Input data |
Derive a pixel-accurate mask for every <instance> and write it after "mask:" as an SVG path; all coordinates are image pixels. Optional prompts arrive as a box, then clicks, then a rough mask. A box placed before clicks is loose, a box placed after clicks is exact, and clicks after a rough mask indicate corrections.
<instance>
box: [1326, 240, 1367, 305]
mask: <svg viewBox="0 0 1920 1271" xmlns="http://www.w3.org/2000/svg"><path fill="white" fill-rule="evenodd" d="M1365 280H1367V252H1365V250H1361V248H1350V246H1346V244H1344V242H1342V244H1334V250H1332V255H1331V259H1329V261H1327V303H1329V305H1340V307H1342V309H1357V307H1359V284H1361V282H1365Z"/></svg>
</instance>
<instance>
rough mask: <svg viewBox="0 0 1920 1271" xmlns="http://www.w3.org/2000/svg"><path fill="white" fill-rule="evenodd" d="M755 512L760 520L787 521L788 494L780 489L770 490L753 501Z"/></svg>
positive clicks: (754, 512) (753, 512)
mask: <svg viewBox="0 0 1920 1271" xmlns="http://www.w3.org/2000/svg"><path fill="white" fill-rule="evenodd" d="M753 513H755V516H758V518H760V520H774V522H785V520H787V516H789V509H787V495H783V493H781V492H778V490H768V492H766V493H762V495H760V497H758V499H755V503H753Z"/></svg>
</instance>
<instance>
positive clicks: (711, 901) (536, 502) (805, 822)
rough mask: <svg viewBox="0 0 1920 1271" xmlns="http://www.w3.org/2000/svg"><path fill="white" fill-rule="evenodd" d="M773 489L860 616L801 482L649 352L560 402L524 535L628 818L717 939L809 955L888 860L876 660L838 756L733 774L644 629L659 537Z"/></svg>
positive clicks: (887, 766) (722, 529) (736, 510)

Problem to work on |
Reproduce the entire listing above verbatim, keeping every line unchanged.

Response area |
Derive a pixel-accurate mask for every <instance> and write it after "mask:" as an SVG path; all coordinates are image pixels. Optional prompts arrive as a box, then clicks, then a rough mask. A box placed before clicks is loose, a box placed after clicks is exact, and clicks after a rough mask indicate corrections.
<instance>
box: [1326, 240, 1367, 305]
mask: <svg viewBox="0 0 1920 1271" xmlns="http://www.w3.org/2000/svg"><path fill="white" fill-rule="evenodd" d="M1365 280H1367V252H1365V250H1361V248H1350V246H1346V244H1344V242H1342V244H1334V250H1332V255H1331V259H1329V261H1327V303H1329V305H1340V307H1342V309H1357V307H1359V284H1361V282H1365Z"/></svg>
</instance>
<instance>
rough mask: <svg viewBox="0 0 1920 1271" xmlns="http://www.w3.org/2000/svg"><path fill="white" fill-rule="evenodd" d="M755 512L760 520L787 521L788 494L780 489L770 490L753 501Z"/></svg>
positive clicks: (754, 512) (753, 512)
mask: <svg viewBox="0 0 1920 1271" xmlns="http://www.w3.org/2000/svg"><path fill="white" fill-rule="evenodd" d="M753 513H755V516H758V518H760V520H774V522H785V520H787V516H789V509H787V495H783V493H781V492H778V490H768V492H766V493H762V495H760V497H758V499H755V503H753Z"/></svg>
</instance>
<instance>
positive clicks: (711, 901) (536, 502) (805, 822)
rough mask: <svg viewBox="0 0 1920 1271" xmlns="http://www.w3.org/2000/svg"><path fill="white" fill-rule="evenodd" d="M773 489L860 616L801 482L649 352L560 402L524 535L628 818L717 939L809 955L888 860L876 660L838 756L733 774L644 629L659 537Z"/></svg>
positive clicks: (887, 766) (722, 529) (736, 510)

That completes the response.